* **Problem requirements**:
Please update the records below by swapping "with a pin" for "with a marker" everywhere it occurs, leaving everything else unchanged.

Excerpts from a point labeling dataset:
* * *

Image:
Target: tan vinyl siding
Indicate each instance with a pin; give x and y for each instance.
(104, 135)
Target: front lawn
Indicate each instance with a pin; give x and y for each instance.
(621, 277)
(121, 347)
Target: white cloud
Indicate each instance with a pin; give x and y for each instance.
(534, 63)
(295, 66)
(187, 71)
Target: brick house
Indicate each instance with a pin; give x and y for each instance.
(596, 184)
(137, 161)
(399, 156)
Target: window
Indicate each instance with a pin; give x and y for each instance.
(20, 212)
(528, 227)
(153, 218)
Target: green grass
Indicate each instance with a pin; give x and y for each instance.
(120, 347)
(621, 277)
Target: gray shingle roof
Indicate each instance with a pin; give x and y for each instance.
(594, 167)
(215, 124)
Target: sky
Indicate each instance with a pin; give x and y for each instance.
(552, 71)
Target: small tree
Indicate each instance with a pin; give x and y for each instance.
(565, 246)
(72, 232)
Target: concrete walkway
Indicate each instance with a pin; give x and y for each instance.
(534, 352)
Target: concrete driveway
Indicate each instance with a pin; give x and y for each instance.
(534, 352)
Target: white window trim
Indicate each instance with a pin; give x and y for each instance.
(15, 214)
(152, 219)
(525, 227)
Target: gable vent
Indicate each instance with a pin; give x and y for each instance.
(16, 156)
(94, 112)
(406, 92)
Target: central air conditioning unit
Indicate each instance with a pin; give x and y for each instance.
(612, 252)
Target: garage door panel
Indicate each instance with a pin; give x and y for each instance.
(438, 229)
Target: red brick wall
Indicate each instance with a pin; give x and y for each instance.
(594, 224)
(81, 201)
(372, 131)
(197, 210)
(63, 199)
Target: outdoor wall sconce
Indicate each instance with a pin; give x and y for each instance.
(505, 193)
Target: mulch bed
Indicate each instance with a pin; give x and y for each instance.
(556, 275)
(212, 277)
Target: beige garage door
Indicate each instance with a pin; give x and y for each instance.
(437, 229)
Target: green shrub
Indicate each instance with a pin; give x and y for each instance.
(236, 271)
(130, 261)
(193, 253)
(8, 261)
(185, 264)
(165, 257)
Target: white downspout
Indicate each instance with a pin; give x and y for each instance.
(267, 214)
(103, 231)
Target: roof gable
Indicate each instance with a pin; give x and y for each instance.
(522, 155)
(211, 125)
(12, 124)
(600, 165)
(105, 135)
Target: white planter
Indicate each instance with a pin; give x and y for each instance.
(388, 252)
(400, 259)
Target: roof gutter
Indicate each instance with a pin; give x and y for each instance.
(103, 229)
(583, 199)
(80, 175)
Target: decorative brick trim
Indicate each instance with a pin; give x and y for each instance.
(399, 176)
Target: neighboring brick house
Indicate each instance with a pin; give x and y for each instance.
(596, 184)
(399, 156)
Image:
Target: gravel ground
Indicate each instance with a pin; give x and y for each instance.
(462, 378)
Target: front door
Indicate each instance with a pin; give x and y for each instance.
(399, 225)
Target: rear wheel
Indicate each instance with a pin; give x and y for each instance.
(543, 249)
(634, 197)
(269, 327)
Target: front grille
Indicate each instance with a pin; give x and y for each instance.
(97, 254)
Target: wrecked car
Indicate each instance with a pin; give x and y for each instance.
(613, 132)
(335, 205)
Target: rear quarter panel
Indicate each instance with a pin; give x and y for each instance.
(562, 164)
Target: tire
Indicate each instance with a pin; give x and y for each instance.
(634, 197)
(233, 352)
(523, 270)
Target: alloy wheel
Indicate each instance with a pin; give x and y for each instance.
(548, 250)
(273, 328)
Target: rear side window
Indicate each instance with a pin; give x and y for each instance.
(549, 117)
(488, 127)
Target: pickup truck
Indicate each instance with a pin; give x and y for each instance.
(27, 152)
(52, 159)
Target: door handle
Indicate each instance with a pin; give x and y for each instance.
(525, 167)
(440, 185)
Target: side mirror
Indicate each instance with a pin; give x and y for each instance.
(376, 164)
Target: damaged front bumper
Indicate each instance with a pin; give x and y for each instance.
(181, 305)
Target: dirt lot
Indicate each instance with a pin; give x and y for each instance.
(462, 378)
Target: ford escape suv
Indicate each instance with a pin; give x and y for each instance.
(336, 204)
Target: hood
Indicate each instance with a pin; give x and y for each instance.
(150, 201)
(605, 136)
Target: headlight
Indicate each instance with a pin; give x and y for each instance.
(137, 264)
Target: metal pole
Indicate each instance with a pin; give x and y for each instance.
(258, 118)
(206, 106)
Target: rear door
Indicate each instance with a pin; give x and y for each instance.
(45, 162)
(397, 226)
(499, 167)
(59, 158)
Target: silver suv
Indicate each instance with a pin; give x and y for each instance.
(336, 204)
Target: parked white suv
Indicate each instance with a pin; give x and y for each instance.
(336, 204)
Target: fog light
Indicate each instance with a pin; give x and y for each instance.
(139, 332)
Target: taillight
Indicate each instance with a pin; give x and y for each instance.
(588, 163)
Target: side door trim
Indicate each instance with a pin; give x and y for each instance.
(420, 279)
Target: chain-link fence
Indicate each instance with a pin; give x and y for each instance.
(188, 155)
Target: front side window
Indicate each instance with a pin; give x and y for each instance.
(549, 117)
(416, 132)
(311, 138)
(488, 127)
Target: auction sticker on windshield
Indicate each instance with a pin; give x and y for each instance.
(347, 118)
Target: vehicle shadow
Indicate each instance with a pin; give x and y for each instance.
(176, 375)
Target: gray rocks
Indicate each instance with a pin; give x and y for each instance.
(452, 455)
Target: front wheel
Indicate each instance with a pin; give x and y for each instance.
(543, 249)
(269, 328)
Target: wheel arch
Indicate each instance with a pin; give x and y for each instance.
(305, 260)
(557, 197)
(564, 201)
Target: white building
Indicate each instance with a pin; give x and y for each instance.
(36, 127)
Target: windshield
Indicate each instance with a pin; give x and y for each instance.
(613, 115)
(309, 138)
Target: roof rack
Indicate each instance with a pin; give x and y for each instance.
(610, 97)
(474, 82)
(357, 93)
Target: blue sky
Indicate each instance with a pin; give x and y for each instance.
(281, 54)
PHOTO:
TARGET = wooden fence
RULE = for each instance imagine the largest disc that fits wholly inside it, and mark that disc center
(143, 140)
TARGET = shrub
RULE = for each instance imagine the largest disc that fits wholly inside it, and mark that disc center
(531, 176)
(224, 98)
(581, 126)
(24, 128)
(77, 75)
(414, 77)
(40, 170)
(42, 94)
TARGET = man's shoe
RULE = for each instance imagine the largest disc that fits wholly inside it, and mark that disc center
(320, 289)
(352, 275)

* * *

* **Full answer**:
Image:
Target: tan vinyl siding
Indicate each instance with a marker; give x and y for each instance.
(104, 135)
Target: front lawn
Indicate each instance with a marker; give x and y for each instance.
(621, 277)
(121, 347)
Target: white cloud
Indicate each instance with a marker; give x and y for each instance.
(534, 63)
(295, 66)
(187, 71)
Target: brick house
Indicate each instance with a marker; give x and y for each instance.
(596, 184)
(137, 161)
(399, 156)
Target: window
Indicate each instance with a marker; give x and y for each instance.
(20, 212)
(528, 227)
(153, 218)
Target: green grass
Indicate each instance with a marker; give x and y for each instance.
(120, 347)
(621, 277)
Target: gray shingle roof
Indicate each instance with a marker; give x and y for each instance.
(594, 167)
(215, 124)
Target: sky
Indicate each instance with a marker; give x and y for each instance.
(552, 71)
Target: small tree
Indicate each instance with a marker; give x and y for each instance.
(565, 246)
(72, 232)
Target: concrete walkway
Indicate each instance with a marker; give x and y for each instance.
(534, 352)
Target: concrete driveway
Indicate each instance with a marker; give x and y for each instance.
(534, 352)
Target: white window trim
Indicate each instance with a marker; give x and y for each instance.
(15, 214)
(152, 219)
(525, 227)
Target: gable vent
Indicate each instance with a marker; give x and y for each instance.
(16, 156)
(94, 112)
(406, 92)
Target: central air conditioning unit
Indicate each instance with a marker; give x and y for each instance.
(612, 252)
Target: garage door panel
Indicate each instance with a marker; give x and y for each instance.
(438, 229)
Target: red brick wall
Indicate each instance with a marker; give x and y for each instance.
(594, 224)
(81, 201)
(372, 131)
(197, 210)
(63, 199)
Target: outdoor wall sconce
Indicate each instance with a marker; give x and y for each instance.
(505, 193)
Target: mulch bed
Indicate each instance with a marker; give x and y for each instance.
(556, 275)
(212, 277)
Target: beige garage door
Indicate each instance with a marker; give x and y for each instance.
(437, 229)
Target: green shrub
Indicate each instance with a marker; give x and y for each instance.
(236, 271)
(130, 261)
(193, 253)
(8, 261)
(185, 264)
(165, 257)
Target: white downspout
Indicate each instance with a marker; give x and y for each instance.
(267, 214)
(103, 231)
Target: roof gable
Indicate each instance with a marker; give x and y for each instance.
(522, 155)
(211, 125)
(12, 124)
(600, 165)
(105, 135)
Target: white planter
Indicate each instance with a marker; give x and y for each instance.
(388, 252)
(400, 259)
Target: roof gutter
Indicate each instance with a marker; give x and y for each instance.
(103, 229)
(583, 199)
(80, 175)
Target: decorative brick trim
Indicate each instance with a marker; give x and y for each instance.
(399, 176)
Target: neighboring brick house
Indicate each instance with a marker; give x and y for each instance.
(596, 184)
(399, 156)
Image:
Target: gravel ground
Indicate each instance with a marker; give x and y for each instance.
(462, 378)
Target: front door
Indicate each instance with a marker; give x and y for each instance.
(399, 225)
Target: rear wheel
Indicate each instance with a marker; give x and y for each instance.
(543, 249)
(634, 197)
(269, 327)
Target: front grille
Indicate each instance with a marker; give x and y for each instance.
(97, 254)
Target: wrecked car
Indicate each instance with a marker; give x and y for each instance.
(613, 132)
(335, 205)
Target: rear quarter panel
Indicate each instance with a marker; give x and y for each instance.
(562, 164)
Target: tire
Indicate each instance with a marker; give x and y for each instance.
(634, 197)
(233, 352)
(523, 270)
Target: alloy wheel
Indicate each instance with a marker; give x and y for each instance.
(548, 250)
(273, 328)
Target: rear side window
Indicate each instance with a marker; give x and y for each instance.
(549, 117)
(488, 127)
Target: pickup truck
Indicate each instance with a marker; give x and y for each instance.
(27, 152)
(52, 159)
Target: door handle
Indicate each instance with a marker; give x and y for each instance.
(525, 167)
(440, 185)
Target: side mirror
Indicate each instance with a marker; give x and y for each instance.
(376, 164)
Target: damaged front bumper
Indicate each instance with a marker; give x and y for each instance.
(181, 305)
Target: dirt lot
Indicate each instance with a marker; give x and y for each instance.
(462, 378)
Target: ford escape suv
Indicate each instance with a marker; give x and y for each instance.
(336, 204)
Target: hood
Indicate each instance with a marker; give x and y for each instance.
(150, 201)
(605, 136)
Target: headlight
Indicate each instance with a marker; give x and y for each instance.
(137, 264)
Target: metal pole
Indicate each instance with a marker; give x and y for each instance.
(258, 118)
(206, 106)
Target: rear door
Indicate each instance with a marker; give x and y for each instance.
(45, 162)
(397, 226)
(499, 167)
(59, 158)
Target: silver suv
Indicate each instance with a marker; give x and y for each instance.
(336, 204)
Target: parked white suv
Indicate each instance with a marker; give x and y for each instance.
(336, 204)
Target: fog light
Indicate each instance with a marker; give x and y for each instance.
(139, 332)
Target: taillight
Indicate each instance with a marker; give x and y for each instance.
(588, 163)
Target: side door trim
Indicate each instance with a marker; give x and y for each instance.
(420, 279)
Target: chain-link fence
Indicate each instance with a marker; give x and y for each instance.
(188, 155)
Target: front side window
Indicate each instance with a marker; give x and y for each instance.
(549, 117)
(416, 132)
(311, 138)
(488, 127)
Target: auction sticker on windshield
Indicate each instance with a marker; give x and y for each instance.
(347, 118)
Target: vehicle shadow
Indicate each instance with a marker; give x and y for each instance.
(176, 375)
Target: gray rocks
Indicate each instance with a marker; give x and y for each instance.
(452, 455)
Target: front wheel
Indicate each instance with a marker; give x and y for each instance.
(543, 249)
(269, 328)
Target: wheel arch
Indicate each instance with a marker; give x and y for each instance.
(305, 260)
(557, 197)
(564, 201)
Target: white building
Indicate each instance with a marker; give x and y for each instance.
(36, 127)
Target: windshield
Indicate each instance with a marker; give x and y for each instance.
(613, 115)
(309, 138)
Target: roof rack
Indicate each instance with a marker; give x and y for each instance.
(610, 97)
(474, 82)
(357, 93)
Target: blue sky
Indicate each instance with a marker; give x and y for each instance.
(281, 54)
PHOTO:
TARGET = wooden fence
RULE = for each instance imagine the largest disc that fits wholly inside it, and mark that disc center
(143, 140)
TARGET = shrub
RULE = for each instance imagine the largest disc that fits wholly inside it, and mark that disc center
(531, 176)
(224, 98)
(581, 126)
(24, 128)
(77, 75)
(414, 77)
(40, 170)
(42, 94)
TARGET = man's shoe
RULE = for each instance imagine the largest disc that fits wholly inside it, and mark that disc center
(320, 289)
(352, 275)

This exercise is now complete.